Vorliegende Zeilen:
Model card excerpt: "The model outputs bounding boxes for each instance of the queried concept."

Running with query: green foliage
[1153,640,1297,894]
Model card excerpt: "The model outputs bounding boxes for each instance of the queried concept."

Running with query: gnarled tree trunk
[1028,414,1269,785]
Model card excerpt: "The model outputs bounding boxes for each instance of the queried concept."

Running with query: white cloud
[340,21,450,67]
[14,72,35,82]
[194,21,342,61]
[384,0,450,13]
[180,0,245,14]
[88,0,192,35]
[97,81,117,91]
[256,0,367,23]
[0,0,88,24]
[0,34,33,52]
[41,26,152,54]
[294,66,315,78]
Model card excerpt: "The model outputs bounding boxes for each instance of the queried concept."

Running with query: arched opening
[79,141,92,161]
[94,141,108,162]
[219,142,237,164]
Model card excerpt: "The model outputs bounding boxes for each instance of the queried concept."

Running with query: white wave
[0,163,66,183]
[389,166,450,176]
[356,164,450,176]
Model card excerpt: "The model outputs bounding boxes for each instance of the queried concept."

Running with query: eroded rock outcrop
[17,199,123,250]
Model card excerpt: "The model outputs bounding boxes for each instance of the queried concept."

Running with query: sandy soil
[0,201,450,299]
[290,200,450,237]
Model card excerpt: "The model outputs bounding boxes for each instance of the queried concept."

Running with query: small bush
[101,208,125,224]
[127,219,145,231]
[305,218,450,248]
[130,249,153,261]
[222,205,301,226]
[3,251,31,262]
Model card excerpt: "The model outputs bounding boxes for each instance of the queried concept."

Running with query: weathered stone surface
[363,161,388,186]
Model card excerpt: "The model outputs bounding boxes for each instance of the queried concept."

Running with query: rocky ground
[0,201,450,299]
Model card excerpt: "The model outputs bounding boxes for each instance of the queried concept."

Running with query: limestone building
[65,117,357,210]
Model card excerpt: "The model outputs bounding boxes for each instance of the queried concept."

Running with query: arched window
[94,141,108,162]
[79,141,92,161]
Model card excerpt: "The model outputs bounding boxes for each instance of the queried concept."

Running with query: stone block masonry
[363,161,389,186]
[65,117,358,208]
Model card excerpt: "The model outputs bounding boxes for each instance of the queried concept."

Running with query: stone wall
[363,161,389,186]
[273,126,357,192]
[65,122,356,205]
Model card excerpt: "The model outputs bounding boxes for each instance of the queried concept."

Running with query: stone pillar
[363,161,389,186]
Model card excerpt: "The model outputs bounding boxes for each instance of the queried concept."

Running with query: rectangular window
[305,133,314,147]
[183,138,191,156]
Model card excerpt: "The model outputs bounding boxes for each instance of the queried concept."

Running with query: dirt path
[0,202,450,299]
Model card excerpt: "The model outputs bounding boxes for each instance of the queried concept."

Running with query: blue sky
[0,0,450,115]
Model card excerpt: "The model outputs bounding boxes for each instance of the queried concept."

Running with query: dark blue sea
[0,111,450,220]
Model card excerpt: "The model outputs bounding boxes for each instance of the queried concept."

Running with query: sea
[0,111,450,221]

Auftrag:
Geben Sie sämtliche Zeilen oben als nummerierte Liste aus und lassen Sie dabei die Leerzeilen weg.

Ergebnis der Aufgabe:
1. Model card excerpt: "The model outputs bounding boxes for each instance of the queried concept."
2. Running with query: green foliage
3. [1153,640,1297,894]
4. Model card excerpt: "The model outputs bounding boxes for each instance of the queried concept."
5. Running with query: gnarled tree trunk
6. [1028,414,1269,785]
7. Model card excerpt: "The model outputs bounding boxes for each instance of the queried concept."
8. Running with query: white cloud
9. [340,21,450,67]
10. [14,72,35,82]
11. [194,21,342,61]
12. [384,0,450,13]
13. [180,0,245,14]
14. [88,0,192,35]
15. [97,81,117,91]
16. [256,0,367,23]
17. [0,0,88,24]
18. [0,34,33,52]
19. [41,26,152,54]
20. [294,66,315,78]
21. Model card excerpt: "The model outputs bounding boxes for each instance of the queried concept."
22. Running with query: arched opening
23. [79,141,92,161]
24. [94,141,108,162]
25. [219,142,237,164]
26. Model card excerpt: "The model outputs bounding boxes for each instance of the queried concept."
27. Running with query: white wave
28. [0,163,66,183]
29. [389,166,450,176]
30. [356,164,450,176]
31. Model card excerpt: "The model outputs bounding boxes for each instance of the queried concept."
32. Running with query: eroded rock outcrop
33. [17,199,123,250]
34. Model card excerpt: "The model outputs bounding boxes for each instance of the queried concept."
35. Running with query: sandy soil
36. [0,201,450,299]
37. [290,200,450,237]
38. Model card excerpt: "The model outputs bounding boxes for each instance of the queried concept."
39. Running with query: small bush
40. [101,208,125,224]
41. [127,219,145,231]
42. [305,218,450,248]
43. [130,249,153,261]
44. [222,205,301,226]
45. [3,251,31,262]
46. Model card excerpt: "The model outputs bounding boxes for each instance of the queried concept."
47. Running with query: weathered stone surface
48. [363,161,388,186]
49. Model card excerpt: "The model outputs bounding boxes for each instance of the queried concept."
50. Running with query: rocky ground
51. [0,201,450,299]
52. Model card excerpt: "The model outputs bounding boxes for each instance of the queried concept."
53. Running with query: limestone building
54. [65,117,357,210]
55. Model card excerpt: "The model outputs bounding boxes for each instance of the queried concept."
56. Running with query: arched window
57. [94,141,108,162]
58. [79,141,92,161]
59. Model card excerpt: "The model outputs bounding boxes for each instance of the queried concept."
60. Running with query: stone block masonry
61. [363,161,389,186]
62. [65,117,358,208]
63. Model card excerpt: "The model outputs bounding boxes for each instance of the queried concept."
64. Running with query: stone wall
65. [363,161,389,186]
66. [273,126,357,192]
67. [65,122,356,205]
68. Model card excerpt: "The model outputs bounding boxes for each instance of the queried concept."
69. Running with query: stone pillar
70. [363,161,389,186]
71. Model card excerpt: "The model outputs bounding boxes for each instance of the queried concept."
72. Running with query: rectangular window
73. [305,133,314,147]
74. [183,138,191,156]
75. Model card excerpt: "The model outputs bounding boxes for each instance of the queried concept."
76. Running with query: dirt path
77. [0,202,450,299]
78. Model card excerpt: "The model outputs bounding boxes for each instance of the queried concept."
79. Running with query: blue sky
80. [0,0,450,115]
81. Model card excerpt: "The model outputs bounding boxes for each instance of the queried concept."
82. Running with query: dark blue sea
83. [0,111,450,220]
84. Model card excerpt: "The model outputs bounding boxes for each instance of the queried concept."
85. Running with query: sea
86. [0,111,450,221]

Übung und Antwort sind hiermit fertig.